━━━━━ RECORDS SHOWN ━━━━━
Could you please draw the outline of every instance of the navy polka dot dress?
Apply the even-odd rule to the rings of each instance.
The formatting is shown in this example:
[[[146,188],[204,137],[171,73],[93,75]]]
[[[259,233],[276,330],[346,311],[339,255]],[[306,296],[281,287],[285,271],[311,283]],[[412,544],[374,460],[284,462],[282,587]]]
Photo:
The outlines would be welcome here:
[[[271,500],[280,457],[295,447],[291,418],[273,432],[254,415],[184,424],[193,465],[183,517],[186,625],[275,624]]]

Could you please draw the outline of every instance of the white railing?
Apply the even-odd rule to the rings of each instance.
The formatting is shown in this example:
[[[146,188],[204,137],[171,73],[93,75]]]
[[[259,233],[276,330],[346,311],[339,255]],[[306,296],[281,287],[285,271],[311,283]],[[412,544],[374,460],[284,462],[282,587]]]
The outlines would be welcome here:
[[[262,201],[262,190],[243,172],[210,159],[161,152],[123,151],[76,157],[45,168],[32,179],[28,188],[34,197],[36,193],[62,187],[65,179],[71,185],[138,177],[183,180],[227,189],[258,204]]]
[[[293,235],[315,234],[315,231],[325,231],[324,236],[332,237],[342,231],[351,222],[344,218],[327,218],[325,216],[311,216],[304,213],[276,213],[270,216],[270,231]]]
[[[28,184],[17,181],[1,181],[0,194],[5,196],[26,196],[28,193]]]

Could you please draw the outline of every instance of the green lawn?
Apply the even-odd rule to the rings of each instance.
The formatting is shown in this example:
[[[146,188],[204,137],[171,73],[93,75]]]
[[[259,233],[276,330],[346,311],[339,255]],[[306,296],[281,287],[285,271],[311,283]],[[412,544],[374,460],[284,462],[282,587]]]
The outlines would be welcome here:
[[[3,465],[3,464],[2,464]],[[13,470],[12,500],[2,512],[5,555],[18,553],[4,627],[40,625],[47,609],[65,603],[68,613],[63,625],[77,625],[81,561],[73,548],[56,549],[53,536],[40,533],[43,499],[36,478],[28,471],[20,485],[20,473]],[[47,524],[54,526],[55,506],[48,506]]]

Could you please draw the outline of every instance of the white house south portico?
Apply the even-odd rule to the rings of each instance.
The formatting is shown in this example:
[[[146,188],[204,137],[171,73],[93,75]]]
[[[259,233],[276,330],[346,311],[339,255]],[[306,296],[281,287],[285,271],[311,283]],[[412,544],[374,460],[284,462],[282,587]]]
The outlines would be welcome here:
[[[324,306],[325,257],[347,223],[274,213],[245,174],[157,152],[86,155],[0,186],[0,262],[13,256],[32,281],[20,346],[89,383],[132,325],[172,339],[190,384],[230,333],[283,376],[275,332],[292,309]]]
━━━━━
━━━━━ RECORDS SHOWN ━━━━━
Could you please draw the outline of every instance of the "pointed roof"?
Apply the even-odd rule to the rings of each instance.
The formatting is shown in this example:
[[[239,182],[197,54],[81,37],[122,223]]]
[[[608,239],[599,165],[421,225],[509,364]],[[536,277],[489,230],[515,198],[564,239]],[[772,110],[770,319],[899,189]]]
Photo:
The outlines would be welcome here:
━━━━━
━━━━━ RECORDS SHOWN ━━━━━
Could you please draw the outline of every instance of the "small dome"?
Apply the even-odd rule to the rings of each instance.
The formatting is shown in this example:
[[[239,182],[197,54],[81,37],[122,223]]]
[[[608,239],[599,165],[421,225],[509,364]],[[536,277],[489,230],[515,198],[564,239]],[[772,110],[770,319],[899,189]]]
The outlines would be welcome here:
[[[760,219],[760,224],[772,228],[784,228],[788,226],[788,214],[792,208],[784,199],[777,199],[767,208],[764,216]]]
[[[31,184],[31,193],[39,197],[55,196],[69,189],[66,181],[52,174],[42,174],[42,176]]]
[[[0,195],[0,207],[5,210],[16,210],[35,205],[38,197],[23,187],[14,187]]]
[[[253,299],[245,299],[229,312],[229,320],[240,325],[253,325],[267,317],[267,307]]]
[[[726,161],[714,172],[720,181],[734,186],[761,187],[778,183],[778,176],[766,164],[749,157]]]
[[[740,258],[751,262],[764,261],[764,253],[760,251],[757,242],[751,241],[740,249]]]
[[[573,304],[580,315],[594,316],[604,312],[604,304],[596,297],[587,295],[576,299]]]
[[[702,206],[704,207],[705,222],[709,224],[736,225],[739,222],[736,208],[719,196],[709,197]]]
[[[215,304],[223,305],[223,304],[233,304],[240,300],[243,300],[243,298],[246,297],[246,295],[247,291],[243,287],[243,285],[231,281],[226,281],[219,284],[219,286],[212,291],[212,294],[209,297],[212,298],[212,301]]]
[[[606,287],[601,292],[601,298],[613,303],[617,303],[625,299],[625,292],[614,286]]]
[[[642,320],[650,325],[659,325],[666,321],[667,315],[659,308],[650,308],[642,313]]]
━━━━━
EXERCISE BRIEF: Rewrite the stretch from the line containing "polka dot dress?" through the line containing "[[[28,184],[17,181],[1,181],[0,194],[5,196],[26,196],[28,193]]]", replacing "even-odd rule" with "nonzero winding rule" and leaving everything else as it is.

RESULT OF THIS TASK:
Could you please draw the outline of every instance of the navy polka dot dress?
Apply the nonzero winding rule to the rings of each instance.
The formatting is shown in this example:
[[[146,188],[204,137],[171,73],[93,75]]]
[[[259,233],[276,330],[346,311],[339,255]],[[306,296],[281,287],[285,271],[311,283]],[[412,544],[374,460],[284,462],[282,587]]]
Photo:
The outlines would be welcome here:
[[[271,500],[280,457],[295,447],[291,418],[273,432],[254,415],[184,424],[193,465],[183,517],[186,625],[275,624]]]

Could you please draw the outline of every instance of the white railing?
Apply the nonzero winding rule to the rings of each instance.
The formatting is shown in this example:
[[[146,188],[204,137],[171,73],[93,75]]]
[[[259,233],[276,330],[346,311],[339,255]],[[306,296],[281,287],[285,271],[311,283]],[[412,544],[374,460],[284,462],[282,587]]]
The outlines would be welcome here:
[[[262,201],[262,190],[243,172],[210,159],[161,152],[123,151],[76,157],[45,168],[32,179],[28,188],[34,197],[36,193],[62,187],[65,179],[71,185],[138,177],[183,180],[227,189],[258,204]]]
[[[293,235],[315,234],[315,231],[325,231],[324,236],[332,237],[342,231],[351,222],[344,218],[327,218],[325,216],[311,216],[304,213],[276,213],[270,216],[270,231]]]
[[[28,184],[17,181],[1,181],[0,194],[5,196],[26,196],[28,193]]]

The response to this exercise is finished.